* begin *

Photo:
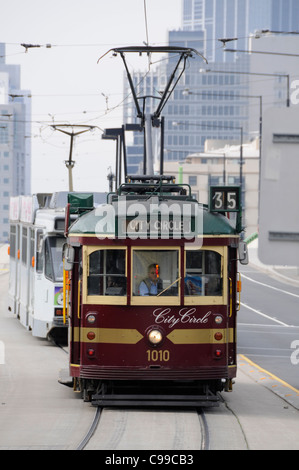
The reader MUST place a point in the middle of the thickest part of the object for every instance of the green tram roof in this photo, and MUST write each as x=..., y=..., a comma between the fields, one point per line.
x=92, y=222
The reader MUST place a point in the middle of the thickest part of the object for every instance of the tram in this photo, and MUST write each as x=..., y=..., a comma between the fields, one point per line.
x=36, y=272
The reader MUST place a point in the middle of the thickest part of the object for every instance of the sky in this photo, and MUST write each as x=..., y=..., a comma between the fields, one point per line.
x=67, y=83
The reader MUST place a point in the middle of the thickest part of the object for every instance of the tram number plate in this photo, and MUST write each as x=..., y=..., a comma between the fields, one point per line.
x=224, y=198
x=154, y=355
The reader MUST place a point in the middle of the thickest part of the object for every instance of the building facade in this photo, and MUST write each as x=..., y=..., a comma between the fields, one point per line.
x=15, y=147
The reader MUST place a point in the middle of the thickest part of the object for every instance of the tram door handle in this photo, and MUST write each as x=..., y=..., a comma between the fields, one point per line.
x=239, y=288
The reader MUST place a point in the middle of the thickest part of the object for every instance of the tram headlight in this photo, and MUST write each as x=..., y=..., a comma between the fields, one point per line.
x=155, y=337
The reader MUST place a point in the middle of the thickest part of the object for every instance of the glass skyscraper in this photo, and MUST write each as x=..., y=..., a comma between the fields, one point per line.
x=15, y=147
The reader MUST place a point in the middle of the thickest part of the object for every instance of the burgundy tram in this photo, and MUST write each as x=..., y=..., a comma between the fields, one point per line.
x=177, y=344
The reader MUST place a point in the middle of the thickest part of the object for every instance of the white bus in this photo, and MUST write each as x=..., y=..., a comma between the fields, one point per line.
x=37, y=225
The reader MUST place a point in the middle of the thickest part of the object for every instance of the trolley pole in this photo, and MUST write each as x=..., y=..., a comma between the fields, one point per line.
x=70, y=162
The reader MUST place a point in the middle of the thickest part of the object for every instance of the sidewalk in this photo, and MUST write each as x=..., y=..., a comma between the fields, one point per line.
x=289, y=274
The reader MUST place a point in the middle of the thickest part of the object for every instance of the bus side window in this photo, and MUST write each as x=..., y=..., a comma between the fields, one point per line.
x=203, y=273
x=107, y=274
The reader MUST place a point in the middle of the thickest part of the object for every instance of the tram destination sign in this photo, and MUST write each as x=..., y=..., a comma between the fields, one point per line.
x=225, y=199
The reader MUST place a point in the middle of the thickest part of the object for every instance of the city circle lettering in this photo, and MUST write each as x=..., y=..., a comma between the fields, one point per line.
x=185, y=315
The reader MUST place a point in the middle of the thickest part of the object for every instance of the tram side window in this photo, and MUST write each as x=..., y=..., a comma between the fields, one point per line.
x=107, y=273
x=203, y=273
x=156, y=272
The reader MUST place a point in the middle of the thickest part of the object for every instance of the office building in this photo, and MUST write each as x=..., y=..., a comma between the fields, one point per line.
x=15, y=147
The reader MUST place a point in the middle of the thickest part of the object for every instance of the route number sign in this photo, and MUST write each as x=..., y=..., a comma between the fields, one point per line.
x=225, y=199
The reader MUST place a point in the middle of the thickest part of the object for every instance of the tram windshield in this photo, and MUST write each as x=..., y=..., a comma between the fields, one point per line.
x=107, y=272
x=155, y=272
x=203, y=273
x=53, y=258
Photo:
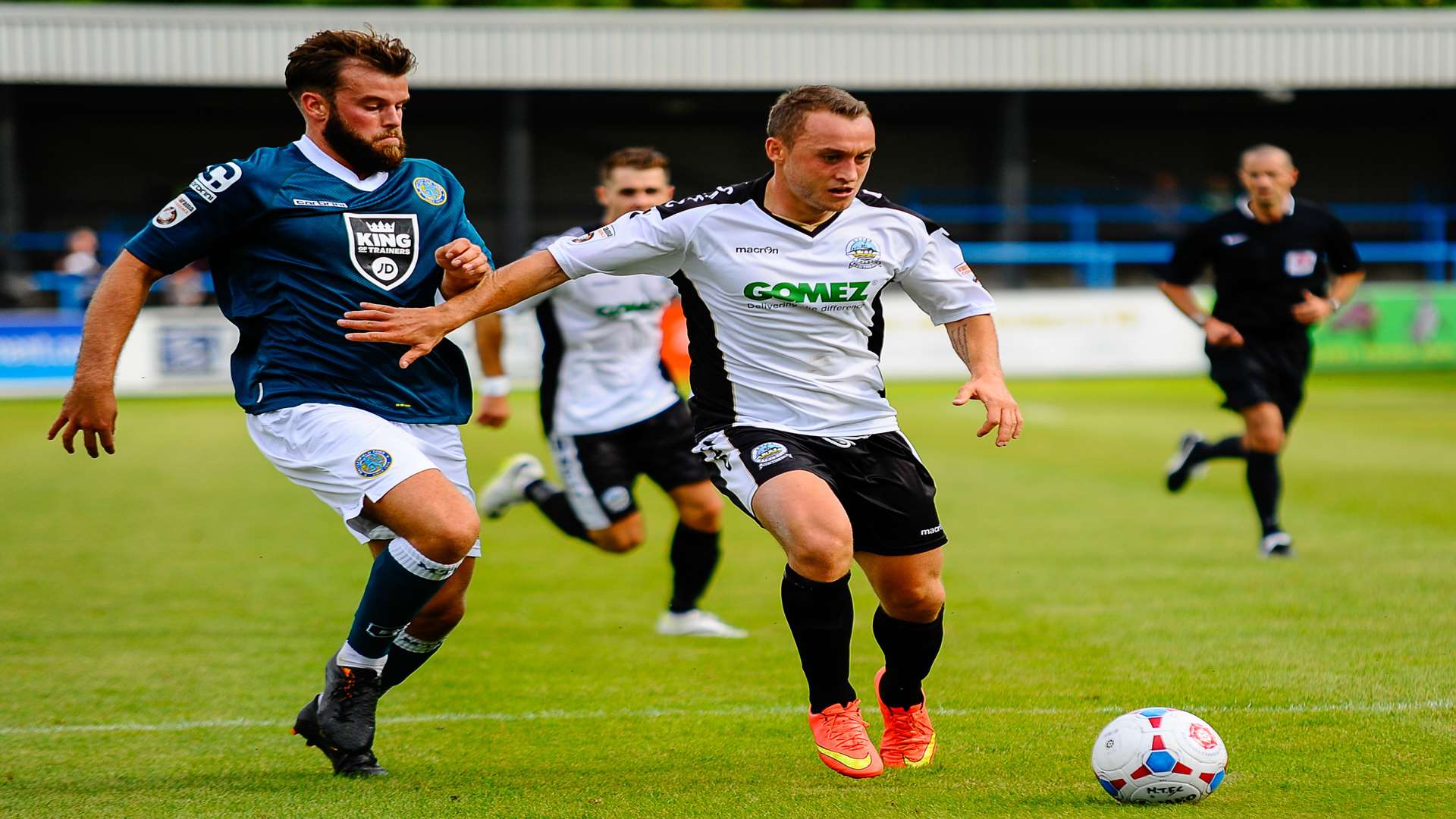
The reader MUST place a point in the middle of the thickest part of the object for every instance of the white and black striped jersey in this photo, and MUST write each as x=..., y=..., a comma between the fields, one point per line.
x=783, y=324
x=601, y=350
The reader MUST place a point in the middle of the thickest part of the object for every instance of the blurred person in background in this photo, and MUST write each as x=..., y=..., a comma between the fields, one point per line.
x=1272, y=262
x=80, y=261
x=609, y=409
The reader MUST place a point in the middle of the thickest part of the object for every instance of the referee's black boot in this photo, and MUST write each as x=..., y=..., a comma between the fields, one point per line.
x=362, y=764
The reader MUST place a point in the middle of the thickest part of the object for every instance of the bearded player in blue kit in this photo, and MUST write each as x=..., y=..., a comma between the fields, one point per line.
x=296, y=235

* end *
* begin *

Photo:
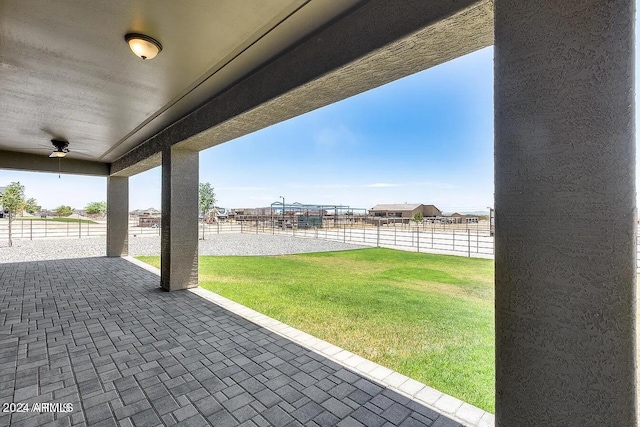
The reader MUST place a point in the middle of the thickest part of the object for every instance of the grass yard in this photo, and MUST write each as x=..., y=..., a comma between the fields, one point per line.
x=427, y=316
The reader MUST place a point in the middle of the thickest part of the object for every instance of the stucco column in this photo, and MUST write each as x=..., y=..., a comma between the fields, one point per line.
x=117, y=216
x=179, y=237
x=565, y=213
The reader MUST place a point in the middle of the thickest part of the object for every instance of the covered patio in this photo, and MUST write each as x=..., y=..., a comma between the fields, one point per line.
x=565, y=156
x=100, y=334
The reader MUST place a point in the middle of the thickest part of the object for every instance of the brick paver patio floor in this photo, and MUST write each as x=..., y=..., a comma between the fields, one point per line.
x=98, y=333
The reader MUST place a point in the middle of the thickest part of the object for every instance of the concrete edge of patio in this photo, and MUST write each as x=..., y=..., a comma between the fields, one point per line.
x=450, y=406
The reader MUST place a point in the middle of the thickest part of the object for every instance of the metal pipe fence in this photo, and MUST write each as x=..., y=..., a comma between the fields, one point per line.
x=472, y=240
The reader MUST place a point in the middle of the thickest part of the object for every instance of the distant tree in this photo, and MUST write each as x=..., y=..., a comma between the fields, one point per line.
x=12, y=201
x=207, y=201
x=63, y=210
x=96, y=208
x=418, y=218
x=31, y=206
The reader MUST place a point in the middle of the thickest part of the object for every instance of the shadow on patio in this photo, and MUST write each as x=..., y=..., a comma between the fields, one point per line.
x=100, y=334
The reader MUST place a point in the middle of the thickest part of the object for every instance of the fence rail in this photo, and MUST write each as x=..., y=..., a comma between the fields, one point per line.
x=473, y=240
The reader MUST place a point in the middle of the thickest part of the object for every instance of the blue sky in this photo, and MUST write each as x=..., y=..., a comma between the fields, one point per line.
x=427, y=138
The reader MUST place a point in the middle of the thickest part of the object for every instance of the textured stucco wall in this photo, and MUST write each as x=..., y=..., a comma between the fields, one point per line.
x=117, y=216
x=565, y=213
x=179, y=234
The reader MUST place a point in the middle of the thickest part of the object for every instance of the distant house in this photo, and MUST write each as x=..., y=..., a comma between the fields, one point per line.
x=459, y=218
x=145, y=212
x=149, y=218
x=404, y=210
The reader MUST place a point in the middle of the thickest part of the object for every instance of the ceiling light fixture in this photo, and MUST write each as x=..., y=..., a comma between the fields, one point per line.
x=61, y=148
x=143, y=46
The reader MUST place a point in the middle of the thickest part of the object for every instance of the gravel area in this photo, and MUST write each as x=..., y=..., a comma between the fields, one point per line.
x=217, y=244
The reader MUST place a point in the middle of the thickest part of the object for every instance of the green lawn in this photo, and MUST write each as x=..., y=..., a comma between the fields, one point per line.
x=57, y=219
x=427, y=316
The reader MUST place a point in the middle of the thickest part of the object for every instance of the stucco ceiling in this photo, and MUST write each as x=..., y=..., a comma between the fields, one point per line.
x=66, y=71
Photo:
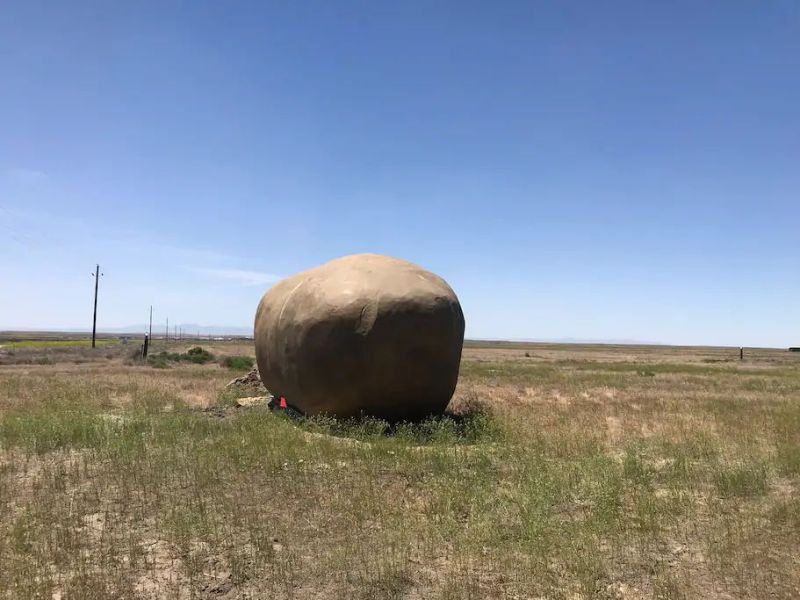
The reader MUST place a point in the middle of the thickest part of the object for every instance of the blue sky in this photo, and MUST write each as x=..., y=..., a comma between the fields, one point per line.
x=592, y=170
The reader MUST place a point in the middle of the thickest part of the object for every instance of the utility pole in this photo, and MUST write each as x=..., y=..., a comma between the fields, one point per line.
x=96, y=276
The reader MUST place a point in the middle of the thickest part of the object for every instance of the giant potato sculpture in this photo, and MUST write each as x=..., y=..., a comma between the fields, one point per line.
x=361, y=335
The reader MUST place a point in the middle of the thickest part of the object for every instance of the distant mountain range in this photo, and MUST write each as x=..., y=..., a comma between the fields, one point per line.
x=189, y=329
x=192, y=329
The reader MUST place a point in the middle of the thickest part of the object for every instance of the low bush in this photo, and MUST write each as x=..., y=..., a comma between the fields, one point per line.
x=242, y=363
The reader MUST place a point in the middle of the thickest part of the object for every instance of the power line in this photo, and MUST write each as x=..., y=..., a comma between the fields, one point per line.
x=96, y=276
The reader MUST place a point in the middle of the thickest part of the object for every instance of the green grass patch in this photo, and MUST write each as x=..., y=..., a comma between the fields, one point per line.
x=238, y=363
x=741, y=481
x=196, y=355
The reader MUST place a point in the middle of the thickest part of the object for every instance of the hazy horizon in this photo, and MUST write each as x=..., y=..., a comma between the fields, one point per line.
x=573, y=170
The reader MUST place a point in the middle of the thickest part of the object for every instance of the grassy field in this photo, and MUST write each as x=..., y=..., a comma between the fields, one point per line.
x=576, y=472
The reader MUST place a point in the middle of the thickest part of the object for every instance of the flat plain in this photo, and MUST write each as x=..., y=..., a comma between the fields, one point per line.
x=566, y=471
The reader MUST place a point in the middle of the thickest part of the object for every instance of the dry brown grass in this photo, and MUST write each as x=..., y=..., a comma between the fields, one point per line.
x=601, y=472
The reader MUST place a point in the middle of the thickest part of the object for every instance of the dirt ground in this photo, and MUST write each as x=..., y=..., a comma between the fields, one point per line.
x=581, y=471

* end *

STATED GOAL - Present the records above as a JSON list of strings, one string per line with blank lines omitted. Begin at the line containing "of the sidewalk", stop after the line containing "x=601, y=350", and leave the pictures out.

ANSWER FOR THE TASK -
[
  "The reader MUST place a point in the middle of the thickest part of the object for every instance of the sidewalk in this photo, and MUST write each as x=..., y=..., a comma between the fields, one point per line.",
  "x=289, y=274",
  "The reader MUST place a point in the middle of the thickest part of the object for every instance of the bus side window in this photo, and MUST write each as x=..., y=..., a comma between the fields, one point per line.",
  "x=203, y=273",
  "x=107, y=274",
  "The reader MUST place a point in the middle of the thickest part of the object for every instance of the tram destination sign in this photo, and MUST write each as x=..., y=..., a comma between the fields, one point per line.",
  "x=225, y=199",
  "The reader MUST place a point in the middle of the thickest part of the object for every instance of the city circle lettering in this photo, and MUST write each as x=..., y=..., a comma between the fields, one point per line.",
  "x=185, y=315",
  "The reader MUST place a point in the middle of the thickest part of the object for every instance of the tram side window in this photo, and MUST write each as x=..., y=..., a comma between the fields, one point per line.",
  "x=107, y=273",
  "x=203, y=273",
  "x=156, y=272",
  "The reader MUST place a point in the middle of the thickest part of the object for every instance of the office building in this photo, and MUST write each as x=..., y=..., a comma between the fields, one point per line.",
  "x=15, y=147",
  "The reader MUST place a point in the middle of the thickest part of the object for every instance of the route number sign in this photo, and MUST write each as x=..., y=..., a comma between the fields, one point per line.",
  "x=225, y=199",
  "The reader MUST place a point in the middle of the thickest part of the object for every instance of the tram windshield in this photo, and MUST write each as x=..., y=..., a comma between the fields, one point per line.",
  "x=107, y=272",
  "x=155, y=272",
  "x=203, y=273",
  "x=53, y=258",
  "Photo:",
  "The reader MUST place a point in the middle of the thickest part of the object for every instance of the white and black striped jersey in this photo, and MUST write each as x=..., y=..., a comma between the fields, one point per line.",
  "x=783, y=324",
  "x=601, y=350"
]